▶ THE TASK: The listing below should be printed exactly, though its pictures must not be.

▶ GIVEN INFORMATION:
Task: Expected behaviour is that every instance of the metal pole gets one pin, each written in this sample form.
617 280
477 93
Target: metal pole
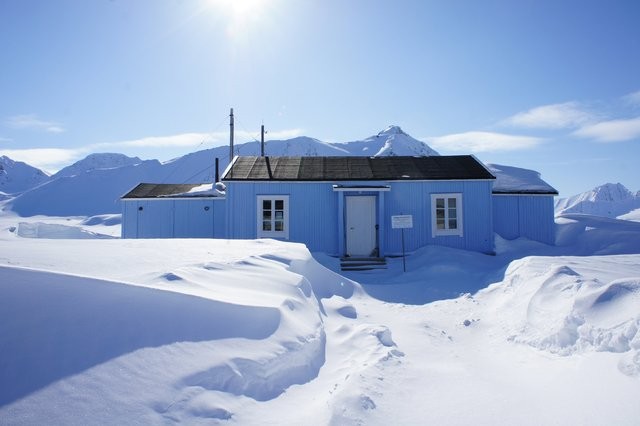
404 265
231 135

▶ ANSWER SPACE:
Task: Expected behaviour is that every instance of the metal pole gets one pin, each written in this sample form.
617 280
477 93
Target: metal pole
404 265
231 135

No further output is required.